Object pointing dataset records
[BEGIN]

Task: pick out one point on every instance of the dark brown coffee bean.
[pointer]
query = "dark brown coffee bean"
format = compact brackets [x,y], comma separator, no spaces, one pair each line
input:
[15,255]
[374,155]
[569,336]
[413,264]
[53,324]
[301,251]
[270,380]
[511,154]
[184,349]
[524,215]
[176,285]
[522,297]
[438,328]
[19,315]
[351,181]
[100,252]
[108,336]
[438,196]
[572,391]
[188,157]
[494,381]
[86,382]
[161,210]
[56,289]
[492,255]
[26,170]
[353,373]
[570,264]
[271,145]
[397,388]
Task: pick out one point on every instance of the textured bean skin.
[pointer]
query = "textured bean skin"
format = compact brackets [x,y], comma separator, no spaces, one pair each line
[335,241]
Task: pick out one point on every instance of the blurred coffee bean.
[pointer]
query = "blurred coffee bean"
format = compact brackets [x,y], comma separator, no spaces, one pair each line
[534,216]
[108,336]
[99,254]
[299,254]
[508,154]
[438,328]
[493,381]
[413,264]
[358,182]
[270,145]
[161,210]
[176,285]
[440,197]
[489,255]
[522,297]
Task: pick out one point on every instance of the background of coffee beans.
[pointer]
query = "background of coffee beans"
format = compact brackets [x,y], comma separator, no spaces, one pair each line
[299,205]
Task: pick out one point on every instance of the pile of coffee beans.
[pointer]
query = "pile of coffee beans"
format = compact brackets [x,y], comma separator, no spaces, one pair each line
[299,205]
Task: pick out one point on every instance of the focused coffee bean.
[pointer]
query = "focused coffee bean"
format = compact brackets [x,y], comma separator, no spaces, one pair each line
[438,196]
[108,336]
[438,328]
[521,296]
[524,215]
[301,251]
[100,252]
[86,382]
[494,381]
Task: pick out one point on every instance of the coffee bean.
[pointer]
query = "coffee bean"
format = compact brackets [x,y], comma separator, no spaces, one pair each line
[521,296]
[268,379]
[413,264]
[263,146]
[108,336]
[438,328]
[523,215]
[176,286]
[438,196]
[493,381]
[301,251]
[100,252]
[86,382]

[END]

What to produce
Copy the records above verbatim, beginning at the line that contains "Task: pick out one point on every instance of the focused" and continuing through the final line of the records.

Expected output
Task: pick out one point on every instance of the focused coffee bean.
[pointer]
query = "focused coffee bean"
format = compact brackets [x,y], comma separator, no spaces, one pair each line
[438,196]
[108,336]
[438,328]
[521,296]
[524,215]
[301,251]
[100,252]
[86,382]
[494,381]
Task: pick out one point on every instance of the coffee bean.
[pointer]
query = "coffee bean"
format = compact brackets [x,y], comma separator, no spaces, one pair each line
[521,296]
[268,379]
[413,264]
[263,146]
[108,336]
[438,328]
[523,215]
[176,286]
[438,196]
[493,381]
[301,251]
[100,252]
[86,382]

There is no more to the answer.